Set tasks:
a. Name the realms of entertainment that the excerpt on improving the Disney park says WDI has at its fingertips.
b. Pick up the piece on what the Disney park needs and carry it on from its final sentence.

-- START OF Excerpt --

So, assuming they take my advice and fix all these critical infrastructure issues, what else does the park need? Well, new attractions. And a thorough refreshing of old attractions. They need to decide if they’re still going to attempt to address elements of filmmaking process – otherwise, vestigial elements like the tram tour and Sounds Dangerous need to be replaced with something relevant to the park’s purpose. I don’t think the production aspect need be eliminated entirely, but Sounds Dangerous still needs to go no matter what.

I’m going to sound like a broken record on this one, but the park needs more dark rides. As of now, it has only two (if you count Toy Story Mania). The only animatronic spectacle of the sort that guests tend to associate with Disney is The Great Movie Ride. Give us more – the history of the park is littered with interesting concepts that remain unbuilt. Again, I’ll talk more about this in May but there’s no reason why, with the realms of film, TV, radio and theatre at their fingertips, WDI can’t create a slew of amazing and amusing experiences.

Disney-MGM Studios - Mickey's MovielandFrom the Neverworld files – Mickey’s Movieland

The park also needs more of those small atmospheric touches that make the other parks so unique. It would be a cinch to bring California Adventure’s planned Red Line Trolley to Sunset and Hollywood Boulevard. Who knows – maybe they can find a way to make a studio tram ride that circles the park like the Magic Kingdom’s railroad. Live entertainment should also be expanded – this is the park that’s traditionally known for its epic live shows and those should become a feature of the park rather than something that gets cut first when times are tight.

-- END OF Excerpt --
-- START OF Entries supplied --

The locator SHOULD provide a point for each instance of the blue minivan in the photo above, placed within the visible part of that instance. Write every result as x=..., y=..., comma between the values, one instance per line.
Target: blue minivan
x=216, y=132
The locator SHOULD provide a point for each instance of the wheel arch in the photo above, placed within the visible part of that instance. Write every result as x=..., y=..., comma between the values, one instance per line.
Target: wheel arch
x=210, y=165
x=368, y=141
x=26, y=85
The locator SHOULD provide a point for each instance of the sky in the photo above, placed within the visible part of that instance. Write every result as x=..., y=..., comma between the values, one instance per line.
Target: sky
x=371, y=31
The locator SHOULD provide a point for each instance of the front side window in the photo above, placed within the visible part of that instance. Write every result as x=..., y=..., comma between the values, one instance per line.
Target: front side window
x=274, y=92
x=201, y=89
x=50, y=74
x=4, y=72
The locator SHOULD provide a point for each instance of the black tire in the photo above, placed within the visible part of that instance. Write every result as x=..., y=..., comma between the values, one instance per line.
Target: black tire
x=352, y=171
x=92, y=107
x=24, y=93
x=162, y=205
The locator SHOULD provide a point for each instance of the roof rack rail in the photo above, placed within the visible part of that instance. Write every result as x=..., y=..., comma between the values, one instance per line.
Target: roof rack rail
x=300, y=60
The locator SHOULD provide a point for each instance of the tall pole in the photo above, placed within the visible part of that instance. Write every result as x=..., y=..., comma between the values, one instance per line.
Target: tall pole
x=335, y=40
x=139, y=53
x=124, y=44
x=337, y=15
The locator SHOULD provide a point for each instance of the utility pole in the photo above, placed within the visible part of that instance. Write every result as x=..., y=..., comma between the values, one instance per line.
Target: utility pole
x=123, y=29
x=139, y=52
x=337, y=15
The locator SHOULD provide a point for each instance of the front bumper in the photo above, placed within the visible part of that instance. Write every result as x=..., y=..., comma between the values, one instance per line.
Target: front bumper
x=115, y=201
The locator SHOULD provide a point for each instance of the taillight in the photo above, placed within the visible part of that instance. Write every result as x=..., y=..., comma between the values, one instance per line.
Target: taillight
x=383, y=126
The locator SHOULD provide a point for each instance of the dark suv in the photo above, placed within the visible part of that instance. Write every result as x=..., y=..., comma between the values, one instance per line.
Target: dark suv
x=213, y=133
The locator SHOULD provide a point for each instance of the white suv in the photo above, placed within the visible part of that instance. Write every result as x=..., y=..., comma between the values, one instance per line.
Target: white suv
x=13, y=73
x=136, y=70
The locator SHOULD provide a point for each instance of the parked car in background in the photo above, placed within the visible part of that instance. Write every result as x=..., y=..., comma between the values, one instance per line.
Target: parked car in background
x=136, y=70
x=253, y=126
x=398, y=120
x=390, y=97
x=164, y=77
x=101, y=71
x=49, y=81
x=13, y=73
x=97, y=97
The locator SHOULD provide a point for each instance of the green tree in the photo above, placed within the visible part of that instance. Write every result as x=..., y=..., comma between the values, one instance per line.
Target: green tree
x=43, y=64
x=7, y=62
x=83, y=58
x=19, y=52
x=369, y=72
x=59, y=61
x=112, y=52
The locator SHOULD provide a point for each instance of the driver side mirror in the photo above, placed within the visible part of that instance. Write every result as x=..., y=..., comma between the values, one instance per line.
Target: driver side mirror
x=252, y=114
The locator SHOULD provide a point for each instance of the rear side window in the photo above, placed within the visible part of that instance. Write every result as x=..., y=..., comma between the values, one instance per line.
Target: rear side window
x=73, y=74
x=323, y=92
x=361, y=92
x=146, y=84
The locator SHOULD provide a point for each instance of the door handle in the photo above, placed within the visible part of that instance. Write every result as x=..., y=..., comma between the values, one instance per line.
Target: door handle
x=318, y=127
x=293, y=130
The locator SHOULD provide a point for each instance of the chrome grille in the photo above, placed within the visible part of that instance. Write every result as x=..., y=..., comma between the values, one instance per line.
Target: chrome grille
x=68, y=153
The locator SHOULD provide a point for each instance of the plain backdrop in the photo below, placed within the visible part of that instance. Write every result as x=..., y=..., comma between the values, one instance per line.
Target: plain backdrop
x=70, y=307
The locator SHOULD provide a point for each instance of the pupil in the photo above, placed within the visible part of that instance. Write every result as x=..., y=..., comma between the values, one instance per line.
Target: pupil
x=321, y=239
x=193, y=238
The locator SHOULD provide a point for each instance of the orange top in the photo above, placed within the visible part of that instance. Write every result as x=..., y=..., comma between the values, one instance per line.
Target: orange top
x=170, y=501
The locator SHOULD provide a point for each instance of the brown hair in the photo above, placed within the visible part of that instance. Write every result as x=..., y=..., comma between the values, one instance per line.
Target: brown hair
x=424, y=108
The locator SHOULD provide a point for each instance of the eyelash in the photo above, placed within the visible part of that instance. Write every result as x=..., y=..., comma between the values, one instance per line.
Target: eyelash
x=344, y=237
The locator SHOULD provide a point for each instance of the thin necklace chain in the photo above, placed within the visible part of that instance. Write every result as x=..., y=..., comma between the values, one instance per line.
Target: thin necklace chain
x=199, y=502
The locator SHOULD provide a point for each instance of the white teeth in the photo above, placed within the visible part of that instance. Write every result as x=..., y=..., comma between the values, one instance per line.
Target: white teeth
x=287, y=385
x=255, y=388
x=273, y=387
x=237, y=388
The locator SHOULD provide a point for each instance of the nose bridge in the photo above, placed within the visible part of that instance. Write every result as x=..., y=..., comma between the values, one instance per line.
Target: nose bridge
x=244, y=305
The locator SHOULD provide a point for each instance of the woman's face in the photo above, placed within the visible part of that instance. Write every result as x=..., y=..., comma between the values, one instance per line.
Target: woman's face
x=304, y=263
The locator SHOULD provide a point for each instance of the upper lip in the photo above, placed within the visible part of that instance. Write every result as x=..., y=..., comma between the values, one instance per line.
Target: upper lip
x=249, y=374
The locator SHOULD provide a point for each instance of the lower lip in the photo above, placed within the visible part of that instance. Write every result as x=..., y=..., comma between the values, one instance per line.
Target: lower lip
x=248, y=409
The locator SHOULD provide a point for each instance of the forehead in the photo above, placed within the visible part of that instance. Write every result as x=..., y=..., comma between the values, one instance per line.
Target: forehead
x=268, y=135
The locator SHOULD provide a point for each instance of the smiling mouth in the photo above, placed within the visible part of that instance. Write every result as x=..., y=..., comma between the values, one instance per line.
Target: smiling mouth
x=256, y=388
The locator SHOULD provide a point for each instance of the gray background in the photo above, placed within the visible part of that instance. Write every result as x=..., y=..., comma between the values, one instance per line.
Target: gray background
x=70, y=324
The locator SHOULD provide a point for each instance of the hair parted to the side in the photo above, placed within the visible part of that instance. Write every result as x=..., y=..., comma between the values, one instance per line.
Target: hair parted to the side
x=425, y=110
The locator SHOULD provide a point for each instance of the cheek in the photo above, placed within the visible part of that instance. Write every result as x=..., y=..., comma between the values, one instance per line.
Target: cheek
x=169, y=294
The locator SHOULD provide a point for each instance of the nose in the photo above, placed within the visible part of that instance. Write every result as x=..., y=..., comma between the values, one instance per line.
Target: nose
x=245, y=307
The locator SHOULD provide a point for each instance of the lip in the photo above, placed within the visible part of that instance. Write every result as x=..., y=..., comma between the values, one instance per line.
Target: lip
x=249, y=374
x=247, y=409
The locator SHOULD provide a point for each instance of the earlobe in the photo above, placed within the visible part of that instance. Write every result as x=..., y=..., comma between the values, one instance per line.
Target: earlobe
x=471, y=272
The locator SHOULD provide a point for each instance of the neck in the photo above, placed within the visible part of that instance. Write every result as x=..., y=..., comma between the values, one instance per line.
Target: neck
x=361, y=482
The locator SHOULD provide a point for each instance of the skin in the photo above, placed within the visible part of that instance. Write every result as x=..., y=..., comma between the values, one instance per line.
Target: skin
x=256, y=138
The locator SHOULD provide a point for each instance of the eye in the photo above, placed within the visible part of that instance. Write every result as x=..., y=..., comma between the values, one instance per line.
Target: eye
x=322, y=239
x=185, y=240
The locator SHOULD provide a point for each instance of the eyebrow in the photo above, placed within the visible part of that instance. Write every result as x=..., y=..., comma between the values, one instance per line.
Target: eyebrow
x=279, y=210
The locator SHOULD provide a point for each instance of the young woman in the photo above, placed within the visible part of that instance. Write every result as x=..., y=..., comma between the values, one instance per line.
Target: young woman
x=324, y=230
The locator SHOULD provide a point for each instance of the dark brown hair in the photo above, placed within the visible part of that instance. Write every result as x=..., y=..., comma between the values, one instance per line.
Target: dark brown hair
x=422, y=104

-- END OF Entries supplied --

Written responses:
a.
- Film
- TV
- Radio
- Theatre

b.
All in all, the park needs logic. It needs a reason to exist, and a purpose for its now seemingly random attractions. Most of all, it needs a master plan that will determine which of the former production areas are available for future expansion, and will prevent major attractions being built in the short-term that would make long-term expansion difficult.

The romance of old Hollywood is ingrained in the global collective consciousness, and there’s no reason why a park like this can’t be a crown jewel for Disney. The entrance of the park, with its ambient music and wonderful theming, should only be the start of an amazing experience instead of its pinnacle. The Studios’ layout and divided sense of personality suited its purpose and made sense in 1989, but it doesn’t anymore. The park’s goals have changed, and it’s time to make a suitable investment in bringing it up to the standards of its peers.

Hollywood Studios hatNo. Just no.

One last note – the Hat. Rarely are there things that so unite fandom, that are so universally reviled, as the Hat. You’ll hear any number of rumors as to its purpose, but I continue to be unable to fathom what they were thinking when they built the Hat. Out of scale and completely incongruous with its surroundings, the Hat blocks the carefully designed sightlines down Hollywood Boulevard and the once-spectacular view of the Chinese Theater. It serves no purpose, only sheltering a pin stand, and a rather feeble pin stand at that. It’s hard to believe that it’s plagued the park for nearly a decade, and one can only fervently hope that it will eventually follow the path of its once-feared-permanent brethren, the Hand. The Hat makes me deeply angry. Why not put the Hat as an entrance to a rebuilt Animation tour? Just get it out from in front the Chinese Theater. Seriously. What were they thinking? Ok, breathe…

Seriously. Ditch the hat.

And build a Rocketeer ride. Seriously.

That is all.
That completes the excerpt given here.